## EXTRACT PROVIDED
⟨

Alex Gow is a musician with incredible attention to detail. Best known for Oh Mercy, his new project Perfect Moment marries Australian kitsch with indie cocktail dance music. Think Leonard Cohen fronting New Order.

The album KANGOUROU is an audacious excursion through love, loss, and lockdowns and contains a song originally written for John Farnham. Alex Gow takes you track by track through your new favorite album.


Kangourou opens with Alex Gow uttering “Take me out to a nightclub, you know I’ve never been” as his cocktail dance album commences with a song that also references Velvet Underground’s Some Kind of Love. “It is this quasi-dance music, indie disco album and I don’t like dancing,” Gow says, owning the irony. “You’ll never see me on a dance floor. I like watching people dance, there’s a sense of the voyeur there. I’d like to think the entire record has a visual and sonic audacity to it. Opening the record with that line, over the top of a Depeche Mode meets New Order meets the Reels dance rhythm was appropriately audacious. The Reels’ Beautiful was a record I kept returning to. I’m attracted to talented songwriters who ended up occupying these weird nooks and crannies of the Australian music industry, for better or worse professionally.”

“Bushfire Ballet”

More Peter Hook-inspired cavernous bass, with pedal steel courtesy ‘Evil’ Graham Lee (The Triffids) and a kookaburra courtesy Instagram. “Bushfire Ballet is a phrase I used to describe a series of stretches an ex-girlfriend would do in the morning. It was the summer where it was all about bushfires and tragedy, and my ex doing these sublime stretches. When that relationship ended, I thought about what would be the thing I miss most? Once I had that metaphor, I just had to fill in the gaps.”

“Not This Time”

One of Kangourou’s most elegant moments – a dissertation of self-sabotage, boasting sultry saxophone and guest vocals from Sarah Pink. “I was thinking about the inclination of self-sabotage, which I’ve been guilty of. Serial self-sabotage. The idea is that when things get to a particular stage, in this case, a romantic relationship, some of us are born with instincts to ruin that and start again. I took it out of the autobiographical stage at that point. I’d been reading Bruce Springsteen’s biography, he seemed to be a serial self-sabotager as well. In one chapter he was attempting to convince himself this time things would change. I thought I’d carry through with those ideas. Maybe for some people, they’ll find it comforting, this idea of motivating yourself to not slip back into these patterns of poor behavior.”

⟩

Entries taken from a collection
⟨

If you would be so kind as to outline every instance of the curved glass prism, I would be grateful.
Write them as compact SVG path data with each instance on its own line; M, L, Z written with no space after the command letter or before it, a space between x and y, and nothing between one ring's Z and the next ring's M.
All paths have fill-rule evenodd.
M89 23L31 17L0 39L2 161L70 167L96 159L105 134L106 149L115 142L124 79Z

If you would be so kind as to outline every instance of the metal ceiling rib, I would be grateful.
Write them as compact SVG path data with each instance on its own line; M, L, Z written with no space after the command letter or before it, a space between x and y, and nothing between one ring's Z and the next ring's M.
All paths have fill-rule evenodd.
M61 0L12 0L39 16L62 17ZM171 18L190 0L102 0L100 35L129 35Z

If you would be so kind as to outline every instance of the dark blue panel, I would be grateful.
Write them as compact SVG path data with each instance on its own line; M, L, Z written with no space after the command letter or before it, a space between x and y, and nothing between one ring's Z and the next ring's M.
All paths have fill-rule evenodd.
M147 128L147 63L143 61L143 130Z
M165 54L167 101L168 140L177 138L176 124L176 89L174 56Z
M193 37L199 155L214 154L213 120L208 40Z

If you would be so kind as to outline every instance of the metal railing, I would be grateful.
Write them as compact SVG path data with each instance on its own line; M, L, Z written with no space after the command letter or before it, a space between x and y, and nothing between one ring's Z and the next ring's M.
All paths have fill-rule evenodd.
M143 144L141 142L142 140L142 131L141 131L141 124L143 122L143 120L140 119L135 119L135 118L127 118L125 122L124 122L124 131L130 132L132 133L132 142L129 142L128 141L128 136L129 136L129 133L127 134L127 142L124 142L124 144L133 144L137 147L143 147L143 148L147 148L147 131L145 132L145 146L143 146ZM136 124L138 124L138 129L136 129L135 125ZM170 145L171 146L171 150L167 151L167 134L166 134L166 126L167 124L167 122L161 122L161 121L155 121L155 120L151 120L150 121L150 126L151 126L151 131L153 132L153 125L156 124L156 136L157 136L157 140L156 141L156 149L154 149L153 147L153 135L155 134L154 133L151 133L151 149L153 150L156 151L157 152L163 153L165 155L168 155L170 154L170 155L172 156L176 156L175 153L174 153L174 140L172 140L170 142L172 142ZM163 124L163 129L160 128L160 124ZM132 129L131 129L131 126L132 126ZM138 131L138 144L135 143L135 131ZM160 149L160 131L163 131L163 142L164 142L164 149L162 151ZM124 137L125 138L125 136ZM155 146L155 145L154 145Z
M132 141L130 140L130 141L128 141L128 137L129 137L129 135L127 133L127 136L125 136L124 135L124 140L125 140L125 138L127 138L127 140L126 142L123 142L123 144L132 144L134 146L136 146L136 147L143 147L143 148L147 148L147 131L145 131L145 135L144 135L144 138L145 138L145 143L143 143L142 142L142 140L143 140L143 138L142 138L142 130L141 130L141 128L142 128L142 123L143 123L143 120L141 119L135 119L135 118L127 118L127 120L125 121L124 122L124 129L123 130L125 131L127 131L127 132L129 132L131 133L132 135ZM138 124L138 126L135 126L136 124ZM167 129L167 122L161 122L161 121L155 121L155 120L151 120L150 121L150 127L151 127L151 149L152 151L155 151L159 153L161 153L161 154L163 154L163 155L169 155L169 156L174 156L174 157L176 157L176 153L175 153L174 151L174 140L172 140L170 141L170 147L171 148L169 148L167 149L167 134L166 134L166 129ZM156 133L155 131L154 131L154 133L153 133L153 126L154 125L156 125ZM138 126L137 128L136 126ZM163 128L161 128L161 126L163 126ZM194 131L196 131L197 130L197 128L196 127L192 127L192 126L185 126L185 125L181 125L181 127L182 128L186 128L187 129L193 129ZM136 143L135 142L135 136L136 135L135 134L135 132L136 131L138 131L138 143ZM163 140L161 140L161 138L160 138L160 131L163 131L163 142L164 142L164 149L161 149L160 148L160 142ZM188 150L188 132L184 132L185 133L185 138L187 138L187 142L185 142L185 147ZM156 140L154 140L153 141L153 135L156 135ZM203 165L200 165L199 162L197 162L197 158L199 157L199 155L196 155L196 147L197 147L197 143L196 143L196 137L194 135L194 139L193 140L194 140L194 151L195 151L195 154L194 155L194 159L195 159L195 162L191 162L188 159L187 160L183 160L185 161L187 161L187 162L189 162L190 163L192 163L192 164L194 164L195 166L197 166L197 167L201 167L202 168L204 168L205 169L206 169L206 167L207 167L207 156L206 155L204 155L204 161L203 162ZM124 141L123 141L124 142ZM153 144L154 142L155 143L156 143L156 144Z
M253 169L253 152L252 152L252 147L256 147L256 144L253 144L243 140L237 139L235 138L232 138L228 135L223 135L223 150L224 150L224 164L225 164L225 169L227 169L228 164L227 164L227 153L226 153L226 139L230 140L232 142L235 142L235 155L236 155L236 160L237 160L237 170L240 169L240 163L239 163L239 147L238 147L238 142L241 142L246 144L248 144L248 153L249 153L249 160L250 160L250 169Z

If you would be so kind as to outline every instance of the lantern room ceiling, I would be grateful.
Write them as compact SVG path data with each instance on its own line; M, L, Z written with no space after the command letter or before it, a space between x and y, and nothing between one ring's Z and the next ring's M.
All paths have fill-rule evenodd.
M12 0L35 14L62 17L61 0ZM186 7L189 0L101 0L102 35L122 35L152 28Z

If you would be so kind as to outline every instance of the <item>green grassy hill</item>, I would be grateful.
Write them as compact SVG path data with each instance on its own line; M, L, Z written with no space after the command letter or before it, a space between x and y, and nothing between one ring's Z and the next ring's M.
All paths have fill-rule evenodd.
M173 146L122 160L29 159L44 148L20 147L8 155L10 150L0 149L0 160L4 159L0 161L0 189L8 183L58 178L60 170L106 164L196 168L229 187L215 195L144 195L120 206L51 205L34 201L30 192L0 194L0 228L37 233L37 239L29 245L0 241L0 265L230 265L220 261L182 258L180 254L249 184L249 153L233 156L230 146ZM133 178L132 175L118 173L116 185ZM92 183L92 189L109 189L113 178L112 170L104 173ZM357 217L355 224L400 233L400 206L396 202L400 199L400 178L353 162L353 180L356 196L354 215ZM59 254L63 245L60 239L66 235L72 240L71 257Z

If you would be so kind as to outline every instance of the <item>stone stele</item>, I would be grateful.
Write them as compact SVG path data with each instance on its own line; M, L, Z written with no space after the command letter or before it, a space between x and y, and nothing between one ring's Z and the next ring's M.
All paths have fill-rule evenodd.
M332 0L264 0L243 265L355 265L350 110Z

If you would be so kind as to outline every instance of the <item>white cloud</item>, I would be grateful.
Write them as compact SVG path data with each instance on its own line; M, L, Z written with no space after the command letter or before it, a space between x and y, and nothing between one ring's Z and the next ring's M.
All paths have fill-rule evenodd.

⟩

## PROBLEM SET
(A) Transcribe the part of the album interview from "The album KANGOUROU" up to and including "new favorite album.".
(B) Restate word for word the lines of the records from the line with "rib, I would be grateful." up to and including the line with "M61 0L12 0L39".

## OUTPUTS FOR THE TASKS
(A)
The album KANGOUROU is an audacious excursion through love, loss, and lockdowns and contains a song originally written for John Farnham. Alex Gow takes you track by track through your new favorite album.

(B)
If you would be so kind as to outline every instance of the metal ceiling rib, I would be grateful.
Write them as compact SVG path data with each instance on its own line; M, L, Z written with no space after the command letter or before it, a space between x and y, and nothing between one ring's Z and the next ring's M.
All paths have fill-rule evenodd.
M61 0L12 0L39 16L62 17ZM171 18L190 0L102 0L100 35L129 35Z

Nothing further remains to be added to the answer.